[Exercise materials Boundary: Start]
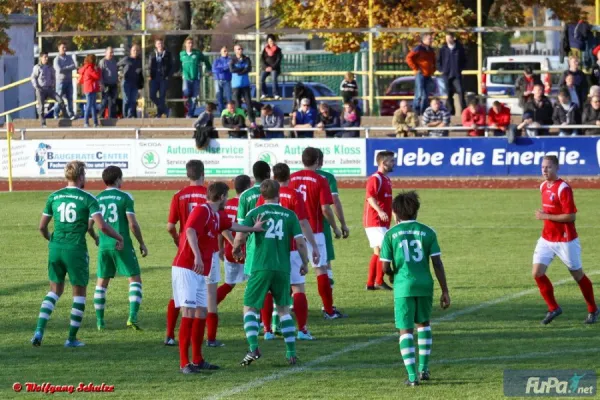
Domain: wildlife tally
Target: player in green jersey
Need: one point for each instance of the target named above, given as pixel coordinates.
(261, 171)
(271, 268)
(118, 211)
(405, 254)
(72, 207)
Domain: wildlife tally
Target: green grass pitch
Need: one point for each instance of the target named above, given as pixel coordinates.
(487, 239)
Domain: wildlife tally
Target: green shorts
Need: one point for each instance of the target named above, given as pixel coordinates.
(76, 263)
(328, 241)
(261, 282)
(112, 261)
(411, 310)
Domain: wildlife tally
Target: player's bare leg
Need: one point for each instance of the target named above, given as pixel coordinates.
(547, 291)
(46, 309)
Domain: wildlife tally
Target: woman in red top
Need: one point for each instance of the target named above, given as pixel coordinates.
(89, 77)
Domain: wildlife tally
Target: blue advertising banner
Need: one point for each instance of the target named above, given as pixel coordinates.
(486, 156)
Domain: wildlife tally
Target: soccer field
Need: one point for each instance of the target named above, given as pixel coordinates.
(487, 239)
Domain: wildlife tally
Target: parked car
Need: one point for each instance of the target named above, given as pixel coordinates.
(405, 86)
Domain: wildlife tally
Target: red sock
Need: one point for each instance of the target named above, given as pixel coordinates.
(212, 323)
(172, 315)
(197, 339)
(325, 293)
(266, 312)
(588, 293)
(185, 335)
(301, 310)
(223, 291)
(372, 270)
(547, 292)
[Exercise materials Boundary: End]
[Exercise materials Boundary: Start]
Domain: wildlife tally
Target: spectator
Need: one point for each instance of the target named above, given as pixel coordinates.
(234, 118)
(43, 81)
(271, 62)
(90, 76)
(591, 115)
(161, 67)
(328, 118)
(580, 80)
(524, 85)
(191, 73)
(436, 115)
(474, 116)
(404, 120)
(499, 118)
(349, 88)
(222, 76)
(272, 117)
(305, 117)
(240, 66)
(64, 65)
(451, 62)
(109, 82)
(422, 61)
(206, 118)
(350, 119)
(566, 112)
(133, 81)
[Exercise materials Boundary: End]
[Exercise materials Boundary: Start]
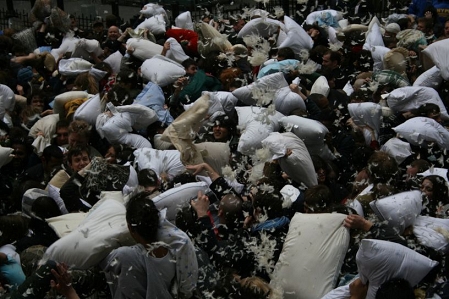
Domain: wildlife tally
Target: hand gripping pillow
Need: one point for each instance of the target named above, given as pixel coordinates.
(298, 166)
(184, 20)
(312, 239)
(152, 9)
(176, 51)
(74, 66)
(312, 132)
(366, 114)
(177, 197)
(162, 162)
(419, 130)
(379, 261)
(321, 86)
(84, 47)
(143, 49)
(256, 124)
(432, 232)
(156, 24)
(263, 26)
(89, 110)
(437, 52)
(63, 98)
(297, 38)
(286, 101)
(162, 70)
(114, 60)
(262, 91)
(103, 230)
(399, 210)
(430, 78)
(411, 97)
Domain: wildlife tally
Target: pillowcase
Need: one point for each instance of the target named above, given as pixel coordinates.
[Exercise materials Boundary: End]
• **Instructions to follow**
Could you write out, exactly as they stand, only the lines above that begin at the line with "Target: soccer field" and stop after the line with "Target: parked car"?

• **Output**
Target: soccer field
Need: one point for each instance of the target named above, given as pixel coordinates.
(487, 239)
Domain: wildlife tally
Target: parked car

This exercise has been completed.